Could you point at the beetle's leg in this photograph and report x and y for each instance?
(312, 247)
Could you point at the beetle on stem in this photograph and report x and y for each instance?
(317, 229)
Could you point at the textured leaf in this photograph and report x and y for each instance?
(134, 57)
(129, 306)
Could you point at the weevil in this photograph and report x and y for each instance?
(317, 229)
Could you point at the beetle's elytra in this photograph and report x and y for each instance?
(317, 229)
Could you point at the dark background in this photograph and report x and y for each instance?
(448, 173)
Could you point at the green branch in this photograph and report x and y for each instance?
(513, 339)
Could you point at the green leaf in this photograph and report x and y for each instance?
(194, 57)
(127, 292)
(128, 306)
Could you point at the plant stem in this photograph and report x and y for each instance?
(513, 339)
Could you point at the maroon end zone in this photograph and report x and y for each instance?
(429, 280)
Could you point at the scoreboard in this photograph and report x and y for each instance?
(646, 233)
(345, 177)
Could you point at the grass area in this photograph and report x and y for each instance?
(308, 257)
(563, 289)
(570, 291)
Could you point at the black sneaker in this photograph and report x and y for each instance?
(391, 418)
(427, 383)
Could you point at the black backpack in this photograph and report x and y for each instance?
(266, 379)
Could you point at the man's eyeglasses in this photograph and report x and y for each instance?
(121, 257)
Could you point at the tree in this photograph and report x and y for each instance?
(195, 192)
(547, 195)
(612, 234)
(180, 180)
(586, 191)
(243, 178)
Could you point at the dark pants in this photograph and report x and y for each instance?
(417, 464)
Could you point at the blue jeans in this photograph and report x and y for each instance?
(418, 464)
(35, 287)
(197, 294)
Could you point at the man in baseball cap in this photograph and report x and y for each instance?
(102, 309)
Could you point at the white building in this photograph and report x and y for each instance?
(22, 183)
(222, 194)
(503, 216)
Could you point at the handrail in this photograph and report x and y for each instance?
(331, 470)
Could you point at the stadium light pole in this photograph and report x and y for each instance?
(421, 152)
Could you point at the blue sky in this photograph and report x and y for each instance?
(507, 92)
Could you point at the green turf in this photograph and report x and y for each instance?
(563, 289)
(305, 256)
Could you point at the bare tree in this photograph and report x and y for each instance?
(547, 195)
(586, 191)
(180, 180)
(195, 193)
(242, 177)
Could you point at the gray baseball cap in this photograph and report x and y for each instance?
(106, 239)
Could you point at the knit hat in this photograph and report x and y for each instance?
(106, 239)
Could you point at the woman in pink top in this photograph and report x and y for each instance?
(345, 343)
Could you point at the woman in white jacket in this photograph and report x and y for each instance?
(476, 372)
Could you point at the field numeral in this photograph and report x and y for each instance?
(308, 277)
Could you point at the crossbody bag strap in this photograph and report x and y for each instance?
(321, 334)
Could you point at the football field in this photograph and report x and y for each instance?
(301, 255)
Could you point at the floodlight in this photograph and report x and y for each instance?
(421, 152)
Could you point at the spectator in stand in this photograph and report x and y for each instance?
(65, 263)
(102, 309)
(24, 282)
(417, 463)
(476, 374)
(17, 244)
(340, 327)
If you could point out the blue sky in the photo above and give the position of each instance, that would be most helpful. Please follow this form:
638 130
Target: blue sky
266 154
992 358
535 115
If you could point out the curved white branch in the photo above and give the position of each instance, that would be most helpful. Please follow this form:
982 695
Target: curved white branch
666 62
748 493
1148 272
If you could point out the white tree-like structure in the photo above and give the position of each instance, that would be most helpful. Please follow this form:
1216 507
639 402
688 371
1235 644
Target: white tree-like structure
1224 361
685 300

▶ **Exercise brief**: Copy out the material word for word and line for line.

▶ **Response to the task**:
Could you point at the beetle's leg in this photograph and report x and y for each instance?
(312, 247)
Could you point at the beetle on stem in this photograph and report x and y for each instance?
(317, 229)
Could you point at the textured leaf in this photograph and report x and y for each instance?
(134, 57)
(129, 306)
Could you point at the weevil in this photograph and report x and y for each instance?
(317, 229)
Could you point at the beetle's elytra in this photograph and report x and y for each instance?
(317, 229)
Could you point at the dark background in this photograph and report x and y for each instance?
(448, 173)
Could you point at the green branch in this photograph and report x and y for each instance?
(513, 339)
Could you point at the green leaf in this photograph and report x and y for each instance?
(194, 57)
(127, 292)
(128, 306)
Could you point at the plant stem in this photograph and report x and y for each instance?
(513, 339)
Could you point at the maroon end zone in this photograph and report x and y for each instance?
(429, 280)
Could you point at the scoreboard in this photograph and report x and y for each instance?
(646, 233)
(345, 177)
Could you point at the grass area in this photograph and report x and y for each instance?
(308, 257)
(563, 289)
(570, 291)
Could you point at the black sneaker in this photograph and report x and y for each instance?
(391, 418)
(427, 383)
Could you point at the black backpack in this photograph and report x and y for each instance?
(266, 379)
Could you point at the man's eyeglasses in this photograph and report x and y for each instance?
(121, 257)
Could you point at the tree in this photograph and report x and y for each instance?
(195, 192)
(547, 195)
(612, 234)
(180, 180)
(586, 191)
(243, 178)
Could you point at the dark pants in this photograph and report x and y for each instance?
(417, 464)
Could you point at the blue jeans in this photograph and report x and y for each instance?
(418, 464)
(35, 287)
(197, 294)
Could you point at the man in baseball cap in this photograph and report x and y for each instance?
(102, 309)
Could you point at the white building in this photograph and report x and y for each instance?
(22, 183)
(222, 194)
(503, 216)
Could you point at the handrail in this photograph and report x and y for each instance?
(331, 470)
Could you point at the stadium light pole in this photograph and report x and y for each instance?
(421, 152)
Could you point at the blue sky in this photograph and report x and y for each instance?
(507, 92)
Could you point at the green turf in this photograph and report x and y for each instance?
(563, 289)
(305, 256)
Could you point at the bare tree in this photograph and report x and y for each instance?
(547, 195)
(586, 191)
(180, 180)
(195, 193)
(242, 177)
Could you point at the gray baseball cap in this photograph and report x and y for each instance?
(106, 239)
Could you point at the knit hat in this photograph and report x and y for each instance?
(106, 239)
Could you point at the woman in pink top in this photograph and report x and y for each instance?
(345, 343)
Could you point at the woman in white jacket in this photograph and report x and y for each instance?
(476, 372)
Could you point at the field numeral in this photograph and report x and y for each instance?
(308, 277)
Could you point at the crossbody bag strap in this photograph and report x and y for each instance?
(321, 334)
Could you point at the football field in this photograph and report x and y for each instance?
(301, 255)
Could you point at the floodlight in this photograph and report x and y for each instance?
(421, 152)
Could you point at the spectator in stand in this photograph and report x and y for each instance?
(65, 263)
(102, 309)
(24, 282)
(417, 463)
(476, 374)
(17, 244)
(340, 327)
If you could point out the blue sky in the photo above and give the position of each instance, that would be most helpful. Please follow this form:
638 130
Target: blue sky
266 154
992 358
535 115
If you could point out the curved white branch in the photo above and give the position of each instance, that would be most helpful. Please follow this form:
982 695
Target: curved white branch
666 62
748 493
1148 272
If you could point out the white tree-like structure in the photo above and give the position of each instance, that would be most helpful. Please follow this form:
1216 507
639 402
688 371
1235 644
Target: white tree-like structure
1224 361
685 300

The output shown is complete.